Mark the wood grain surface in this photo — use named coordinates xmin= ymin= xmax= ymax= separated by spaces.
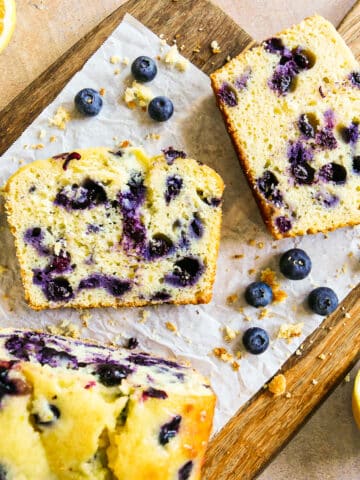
xmin=0 ymin=1 xmax=359 ymax=479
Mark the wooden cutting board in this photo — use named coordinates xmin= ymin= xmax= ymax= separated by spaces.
xmin=1 ymin=0 xmax=360 ymax=478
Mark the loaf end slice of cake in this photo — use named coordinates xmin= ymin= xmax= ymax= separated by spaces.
xmin=0 ymin=328 xmax=215 ymax=480
xmin=211 ymin=15 xmax=360 ymax=239
xmin=4 ymin=147 xmax=224 ymax=309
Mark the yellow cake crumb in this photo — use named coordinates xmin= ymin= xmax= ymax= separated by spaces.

* * *

WHAT THE TASK REQUIRES:
Pictures are not part of the copy. Restate everything else in the listing word for word.

SOLUTION FOR THIS EXERCISE:
Mark the wood grain surface in this photo — use named coordinates xmin= ymin= xmax= ymax= separated by spaces.
xmin=0 ymin=1 xmax=359 ymax=479
Mark the wooden cutting board in this photo — use named coordinates xmin= ymin= xmax= ymax= separated by spaces.
xmin=1 ymin=0 xmax=360 ymax=478
Mark the loaf end slice of cake in this photo — use named coordinates xmin= ymin= xmax= ymax= separated by spaces.
xmin=0 ymin=328 xmax=215 ymax=480
xmin=211 ymin=15 xmax=360 ymax=239
xmin=4 ymin=147 xmax=224 ymax=309
Mark the yellow cake crumb in this photo — use named coordinates xmin= ymin= xmax= ymax= separated by spaces.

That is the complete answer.